- AVAILABLE DATA -
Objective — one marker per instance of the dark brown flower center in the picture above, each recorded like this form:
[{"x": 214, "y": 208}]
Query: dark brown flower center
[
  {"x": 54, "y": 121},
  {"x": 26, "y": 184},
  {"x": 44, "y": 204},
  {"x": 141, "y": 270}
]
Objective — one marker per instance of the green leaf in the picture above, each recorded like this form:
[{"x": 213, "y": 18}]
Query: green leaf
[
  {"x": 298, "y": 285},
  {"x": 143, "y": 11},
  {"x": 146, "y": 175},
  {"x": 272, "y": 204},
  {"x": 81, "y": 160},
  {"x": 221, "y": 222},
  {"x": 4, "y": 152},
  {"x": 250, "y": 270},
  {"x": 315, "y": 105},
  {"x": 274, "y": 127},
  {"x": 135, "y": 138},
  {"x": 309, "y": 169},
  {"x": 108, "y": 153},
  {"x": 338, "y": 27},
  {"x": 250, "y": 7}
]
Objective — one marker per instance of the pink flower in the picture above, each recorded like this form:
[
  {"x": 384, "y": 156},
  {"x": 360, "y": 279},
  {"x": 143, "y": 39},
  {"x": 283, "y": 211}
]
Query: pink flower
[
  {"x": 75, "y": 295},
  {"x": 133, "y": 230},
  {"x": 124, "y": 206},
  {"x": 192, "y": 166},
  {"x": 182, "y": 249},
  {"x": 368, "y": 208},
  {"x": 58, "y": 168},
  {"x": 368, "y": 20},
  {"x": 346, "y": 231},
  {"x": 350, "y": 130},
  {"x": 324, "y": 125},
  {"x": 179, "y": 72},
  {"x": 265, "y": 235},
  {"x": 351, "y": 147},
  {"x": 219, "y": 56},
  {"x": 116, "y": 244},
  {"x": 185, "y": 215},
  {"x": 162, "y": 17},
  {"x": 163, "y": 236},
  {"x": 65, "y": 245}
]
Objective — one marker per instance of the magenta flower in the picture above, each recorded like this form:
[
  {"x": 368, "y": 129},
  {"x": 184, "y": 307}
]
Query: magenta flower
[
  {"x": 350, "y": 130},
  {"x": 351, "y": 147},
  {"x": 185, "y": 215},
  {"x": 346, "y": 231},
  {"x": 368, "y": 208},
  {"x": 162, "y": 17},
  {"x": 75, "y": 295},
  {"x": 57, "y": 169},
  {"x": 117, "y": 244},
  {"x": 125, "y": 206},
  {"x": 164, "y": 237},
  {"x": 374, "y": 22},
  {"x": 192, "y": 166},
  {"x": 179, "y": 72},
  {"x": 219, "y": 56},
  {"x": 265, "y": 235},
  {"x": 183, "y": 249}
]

- ASSIGNED TASK -
Set down every record above exactly as given.

- OUTPUT FOR THIS TASK -
Objective — one marker per instance of the dark brown flower center in the picture above, each recorded like this form:
[{"x": 214, "y": 208}]
Query: dark brown flower center
[
  {"x": 54, "y": 121},
  {"x": 26, "y": 184},
  {"x": 44, "y": 204},
  {"x": 141, "y": 270}
]
Objective — one marker per instance of the green leaf in the picture above, each recorded like this form:
[{"x": 213, "y": 18}]
Query: green leaf
[
  {"x": 298, "y": 285},
  {"x": 143, "y": 11},
  {"x": 146, "y": 175},
  {"x": 272, "y": 204},
  {"x": 81, "y": 160},
  {"x": 221, "y": 222},
  {"x": 4, "y": 152},
  {"x": 250, "y": 270},
  {"x": 315, "y": 105},
  {"x": 274, "y": 127},
  {"x": 135, "y": 138},
  {"x": 309, "y": 169},
  {"x": 108, "y": 153},
  {"x": 338, "y": 27},
  {"x": 250, "y": 7}
]
Objective — one marker per instance of the pink flower in the picture above, each recorded like this form:
[
  {"x": 384, "y": 156},
  {"x": 360, "y": 279},
  {"x": 143, "y": 39},
  {"x": 283, "y": 211}
]
Query: pink flower
[
  {"x": 75, "y": 295},
  {"x": 133, "y": 230},
  {"x": 124, "y": 206},
  {"x": 192, "y": 166},
  {"x": 182, "y": 249},
  {"x": 368, "y": 208},
  {"x": 58, "y": 168},
  {"x": 368, "y": 20},
  {"x": 346, "y": 231},
  {"x": 350, "y": 130},
  {"x": 324, "y": 125},
  {"x": 179, "y": 72},
  {"x": 265, "y": 235},
  {"x": 351, "y": 147},
  {"x": 219, "y": 56},
  {"x": 116, "y": 244},
  {"x": 185, "y": 215},
  {"x": 162, "y": 17},
  {"x": 163, "y": 236},
  {"x": 65, "y": 245}
]
Objective — one marker per instance of the magenta flower in the picture above, each recorded like this form:
[
  {"x": 368, "y": 129},
  {"x": 184, "y": 307}
]
Query: magenta flower
[
  {"x": 350, "y": 130},
  {"x": 351, "y": 147},
  {"x": 185, "y": 215},
  {"x": 346, "y": 231},
  {"x": 368, "y": 208},
  {"x": 162, "y": 17},
  {"x": 75, "y": 295},
  {"x": 57, "y": 169},
  {"x": 117, "y": 244},
  {"x": 125, "y": 206},
  {"x": 164, "y": 237},
  {"x": 374, "y": 22},
  {"x": 192, "y": 166},
  {"x": 179, "y": 72},
  {"x": 219, "y": 56},
  {"x": 265, "y": 235},
  {"x": 183, "y": 249}
]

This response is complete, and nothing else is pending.